[Opening Exercise input section]

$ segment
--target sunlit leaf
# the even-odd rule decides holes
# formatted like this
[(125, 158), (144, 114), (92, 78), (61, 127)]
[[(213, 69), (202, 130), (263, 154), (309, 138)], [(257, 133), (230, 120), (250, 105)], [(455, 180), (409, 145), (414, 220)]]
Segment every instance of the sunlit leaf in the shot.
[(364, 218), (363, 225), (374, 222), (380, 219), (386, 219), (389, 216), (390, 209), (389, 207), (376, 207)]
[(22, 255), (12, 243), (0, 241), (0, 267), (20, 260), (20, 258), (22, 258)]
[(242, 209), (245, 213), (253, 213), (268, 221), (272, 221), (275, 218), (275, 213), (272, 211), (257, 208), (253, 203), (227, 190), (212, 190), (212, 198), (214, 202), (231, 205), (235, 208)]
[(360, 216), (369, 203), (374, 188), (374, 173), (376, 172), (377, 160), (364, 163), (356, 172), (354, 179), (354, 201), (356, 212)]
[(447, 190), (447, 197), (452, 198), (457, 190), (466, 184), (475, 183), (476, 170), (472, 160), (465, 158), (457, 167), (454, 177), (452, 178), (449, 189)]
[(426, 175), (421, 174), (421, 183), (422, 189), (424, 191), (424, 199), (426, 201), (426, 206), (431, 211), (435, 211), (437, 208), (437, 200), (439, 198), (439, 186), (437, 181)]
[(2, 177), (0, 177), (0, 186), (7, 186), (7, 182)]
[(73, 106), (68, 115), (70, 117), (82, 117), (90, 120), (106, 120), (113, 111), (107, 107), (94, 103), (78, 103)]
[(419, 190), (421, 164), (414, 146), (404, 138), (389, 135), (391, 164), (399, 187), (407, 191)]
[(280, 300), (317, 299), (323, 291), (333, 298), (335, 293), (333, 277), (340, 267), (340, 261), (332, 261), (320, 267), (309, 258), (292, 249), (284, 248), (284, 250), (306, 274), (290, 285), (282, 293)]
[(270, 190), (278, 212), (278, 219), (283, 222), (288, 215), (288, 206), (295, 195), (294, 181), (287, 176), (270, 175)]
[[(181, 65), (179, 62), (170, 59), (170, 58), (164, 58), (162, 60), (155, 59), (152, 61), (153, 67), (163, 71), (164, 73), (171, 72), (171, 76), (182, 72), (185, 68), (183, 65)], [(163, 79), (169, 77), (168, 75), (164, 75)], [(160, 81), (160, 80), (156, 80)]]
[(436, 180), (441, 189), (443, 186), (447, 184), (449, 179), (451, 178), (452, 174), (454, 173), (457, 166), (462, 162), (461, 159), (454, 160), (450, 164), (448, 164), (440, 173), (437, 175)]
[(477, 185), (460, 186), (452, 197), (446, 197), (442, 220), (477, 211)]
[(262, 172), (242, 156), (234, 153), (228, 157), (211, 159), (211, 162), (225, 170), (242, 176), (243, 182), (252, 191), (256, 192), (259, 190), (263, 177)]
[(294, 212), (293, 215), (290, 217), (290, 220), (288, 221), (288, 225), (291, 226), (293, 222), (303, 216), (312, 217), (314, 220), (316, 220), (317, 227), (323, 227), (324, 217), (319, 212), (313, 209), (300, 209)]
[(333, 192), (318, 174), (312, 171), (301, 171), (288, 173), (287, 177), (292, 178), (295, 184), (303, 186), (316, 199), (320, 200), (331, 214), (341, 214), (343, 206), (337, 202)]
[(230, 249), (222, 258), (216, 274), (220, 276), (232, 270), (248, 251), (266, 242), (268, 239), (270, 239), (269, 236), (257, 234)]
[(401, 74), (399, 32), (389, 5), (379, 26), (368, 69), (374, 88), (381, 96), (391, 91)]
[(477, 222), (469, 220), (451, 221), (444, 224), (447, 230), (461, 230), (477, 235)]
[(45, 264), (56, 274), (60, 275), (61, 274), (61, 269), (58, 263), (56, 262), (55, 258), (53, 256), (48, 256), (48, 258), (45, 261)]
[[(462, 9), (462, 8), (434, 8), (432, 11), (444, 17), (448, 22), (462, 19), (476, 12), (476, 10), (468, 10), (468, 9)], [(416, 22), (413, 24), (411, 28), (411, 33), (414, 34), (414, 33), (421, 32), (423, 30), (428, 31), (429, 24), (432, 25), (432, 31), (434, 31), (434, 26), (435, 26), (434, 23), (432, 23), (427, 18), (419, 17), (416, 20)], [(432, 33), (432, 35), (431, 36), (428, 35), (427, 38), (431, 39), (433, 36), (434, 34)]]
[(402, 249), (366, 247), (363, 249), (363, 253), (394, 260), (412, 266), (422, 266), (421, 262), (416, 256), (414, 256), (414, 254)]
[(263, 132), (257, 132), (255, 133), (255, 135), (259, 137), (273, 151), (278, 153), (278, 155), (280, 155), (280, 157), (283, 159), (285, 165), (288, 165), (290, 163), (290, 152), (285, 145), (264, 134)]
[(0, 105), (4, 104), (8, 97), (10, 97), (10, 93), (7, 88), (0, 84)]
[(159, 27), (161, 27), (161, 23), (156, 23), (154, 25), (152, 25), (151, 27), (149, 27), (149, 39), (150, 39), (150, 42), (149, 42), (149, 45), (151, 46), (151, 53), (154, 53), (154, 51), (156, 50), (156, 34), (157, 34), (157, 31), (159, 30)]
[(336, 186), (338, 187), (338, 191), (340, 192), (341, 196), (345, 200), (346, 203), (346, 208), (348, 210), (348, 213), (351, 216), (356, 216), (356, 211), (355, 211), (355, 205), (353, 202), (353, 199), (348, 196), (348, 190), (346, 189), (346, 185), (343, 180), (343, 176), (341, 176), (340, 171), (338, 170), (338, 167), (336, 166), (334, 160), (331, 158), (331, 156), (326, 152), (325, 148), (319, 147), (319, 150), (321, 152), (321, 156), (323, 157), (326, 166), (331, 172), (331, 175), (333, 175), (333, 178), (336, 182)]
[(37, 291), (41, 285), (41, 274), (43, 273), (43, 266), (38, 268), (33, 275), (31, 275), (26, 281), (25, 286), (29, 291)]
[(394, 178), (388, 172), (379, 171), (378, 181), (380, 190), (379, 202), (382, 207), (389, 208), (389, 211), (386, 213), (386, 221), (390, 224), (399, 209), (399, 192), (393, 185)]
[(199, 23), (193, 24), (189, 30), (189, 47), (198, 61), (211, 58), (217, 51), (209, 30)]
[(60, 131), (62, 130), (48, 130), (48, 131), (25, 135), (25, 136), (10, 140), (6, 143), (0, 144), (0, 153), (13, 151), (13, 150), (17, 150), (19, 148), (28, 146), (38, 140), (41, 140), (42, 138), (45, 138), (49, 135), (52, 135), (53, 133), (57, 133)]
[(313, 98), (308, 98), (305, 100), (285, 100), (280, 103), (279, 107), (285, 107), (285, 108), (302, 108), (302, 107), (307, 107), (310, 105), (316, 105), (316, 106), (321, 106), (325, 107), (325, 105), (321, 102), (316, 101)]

[Closing Exercise input section]

Set all of the records down again, exactly as they stand.

$ segment
--target sunlit leaf
# the even-odd rule decides holes
# formatted like this
[(125, 158), (144, 114), (92, 78), (61, 127)]
[[(213, 69), (202, 130), (263, 154), (309, 138)], [(257, 133), (230, 120), (250, 105)], [(455, 180), (409, 145), (414, 220)]]
Segment every instance of the sunlit leaf in the shot.
[(364, 218), (363, 225), (374, 222), (380, 219), (386, 219), (389, 216), (390, 209), (389, 207), (376, 207)]
[(22, 255), (12, 243), (0, 241), (0, 267), (20, 260), (20, 258), (22, 258)]
[(242, 209), (245, 213), (253, 213), (268, 221), (272, 221), (275, 218), (275, 213), (272, 211), (257, 208), (253, 203), (227, 190), (212, 190), (212, 198), (214, 202), (231, 205), (235, 208)]
[(360, 216), (369, 203), (374, 188), (374, 173), (376, 172), (377, 160), (364, 163), (356, 172), (354, 179), (354, 201), (356, 212)]
[(447, 190), (447, 197), (452, 198), (457, 190), (466, 184), (475, 183), (476, 170), (472, 160), (465, 158), (457, 167), (454, 177), (452, 178), (449, 189)]
[(426, 175), (421, 174), (421, 183), (422, 189), (424, 191), (424, 199), (426, 201), (426, 206), (431, 211), (435, 211), (437, 208), (437, 200), (439, 198), (439, 186), (437, 181)]
[(2, 177), (0, 177), (0, 186), (7, 186), (7, 182)]
[(73, 106), (68, 115), (70, 117), (82, 117), (90, 120), (106, 120), (113, 111), (107, 107), (94, 103), (78, 103)]
[(419, 190), (421, 164), (414, 146), (404, 138), (389, 135), (391, 164), (399, 187), (407, 191)]
[(280, 300), (317, 299), (323, 291), (333, 298), (335, 293), (333, 277), (340, 267), (340, 261), (332, 261), (320, 267), (309, 258), (292, 249), (284, 248), (284, 250), (306, 274), (290, 285), (282, 293)]
[(270, 190), (278, 212), (278, 219), (283, 222), (288, 215), (288, 206), (295, 195), (294, 181), (287, 176), (270, 175)]
[[(181, 65), (179, 62), (170, 59), (170, 58), (164, 58), (162, 60), (155, 59), (152, 61), (153, 67), (163, 71), (164, 73), (171, 72), (171, 76), (182, 72), (185, 68), (183, 65)], [(163, 79), (169, 77), (168, 75), (164, 75)], [(160, 81), (160, 80), (156, 80)]]
[(436, 180), (441, 189), (443, 186), (447, 184), (449, 179), (451, 178), (452, 174), (454, 173), (457, 166), (462, 162), (461, 159), (454, 160), (450, 164), (448, 164), (440, 173), (437, 175)]
[(477, 185), (460, 186), (452, 197), (446, 197), (442, 220), (477, 211)]
[(262, 172), (242, 156), (234, 153), (228, 157), (211, 159), (211, 162), (225, 170), (242, 176), (243, 182), (252, 191), (256, 192), (259, 190), (263, 177)]
[(294, 212), (293, 215), (290, 217), (290, 220), (288, 221), (288, 225), (291, 226), (293, 222), (303, 216), (312, 217), (314, 220), (316, 220), (317, 227), (323, 227), (324, 217), (319, 212), (313, 209), (300, 209)]
[(333, 192), (318, 174), (312, 171), (301, 171), (288, 173), (287, 177), (292, 178), (295, 184), (303, 186), (316, 199), (320, 200), (331, 214), (341, 214), (343, 206), (337, 202)]
[(230, 249), (222, 258), (216, 274), (220, 276), (232, 270), (248, 251), (266, 242), (268, 239), (270, 239), (269, 236), (257, 234)]
[(401, 74), (399, 32), (389, 5), (379, 26), (368, 69), (374, 88), (381, 96), (391, 91)]
[(477, 222), (469, 220), (451, 221), (444, 224), (447, 230), (461, 230), (477, 235)]
[(45, 264), (56, 274), (60, 275), (61, 274), (61, 269), (58, 263), (56, 262), (55, 258), (53, 256), (48, 256), (48, 258), (45, 261)]
[[(462, 9), (462, 8), (434, 8), (432, 11), (444, 17), (448, 22), (462, 19), (476, 12), (476, 10), (468, 10), (468, 9)], [(416, 22), (413, 24), (411, 28), (411, 33), (414, 34), (414, 33), (421, 32), (423, 30), (428, 31), (429, 24), (432, 25), (432, 31), (434, 31), (434, 26), (435, 26), (434, 23), (432, 23), (427, 18), (419, 17), (416, 20)], [(432, 33), (432, 35), (431, 36), (428, 35), (427, 38), (431, 39), (433, 36), (434, 34)]]
[(402, 249), (366, 247), (363, 249), (363, 253), (394, 260), (412, 266), (422, 266), (421, 262), (416, 256), (414, 256), (414, 254)]
[(263, 132), (257, 132), (255, 133), (255, 135), (259, 137), (273, 151), (278, 153), (278, 155), (280, 155), (280, 157), (283, 159), (285, 165), (288, 165), (290, 163), (290, 152), (285, 145), (264, 134)]
[(0, 105), (4, 104), (8, 97), (10, 97), (10, 93), (7, 88), (0, 84)]
[(159, 27), (161, 27), (161, 23), (156, 23), (154, 25), (152, 25), (151, 27), (149, 27), (149, 39), (150, 39), (150, 42), (149, 42), (149, 45), (151, 46), (151, 53), (154, 53), (154, 51), (156, 50), (156, 34), (157, 34), (157, 31), (159, 30)]
[(336, 186), (338, 187), (338, 191), (340, 192), (341, 196), (345, 200), (346, 203), (346, 208), (348, 210), (348, 213), (351, 216), (356, 216), (356, 211), (355, 211), (355, 205), (353, 202), (353, 199), (348, 196), (348, 190), (346, 189), (346, 185), (343, 180), (343, 176), (341, 176), (340, 171), (338, 170), (338, 167), (336, 166), (334, 160), (331, 158), (331, 156), (326, 152), (325, 148), (319, 147), (319, 150), (321, 152), (321, 156), (323, 157), (326, 166), (331, 172), (331, 175), (333, 175), (333, 178), (336, 182)]
[(37, 291), (41, 285), (41, 274), (43, 273), (43, 266), (38, 268), (33, 275), (31, 275), (26, 281), (25, 286), (29, 291)]
[(394, 178), (388, 172), (379, 171), (378, 181), (380, 190), (379, 202), (382, 207), (389, 208), (389, 211), (386, 213), (386, 221), (390, 224), (399, 209), (399, 192), (393, 185)]
[(199, 23), (193, 24), (189, 30), (189, 47), (198, 61), (211, 58), (217, 51), (209, 30)]
[(60, 131), (62, 130), (48, 130), (48, 131), (25, 135), (25, 136), (10, 140), (6, 143), (0, 144), (0, 153), (13, 151), (13, 150), (17, 150), (19, 148), (28, 146), (38, 140), (41, 140), (42, 138), (45, 138), (49, 135), (52, 135), (53, 133), (57, 133)]
[(313, 98), (308, 98), (305, 100), (285, 100), (280, 103), (279, 107), (285, 107), (285, 108), (302, 108), (302, 107), (307, 107), (310, 105), (316, 105), (316, 106), (321, 106), (325, 107), (325, 105), (321, 102), (316, 101)]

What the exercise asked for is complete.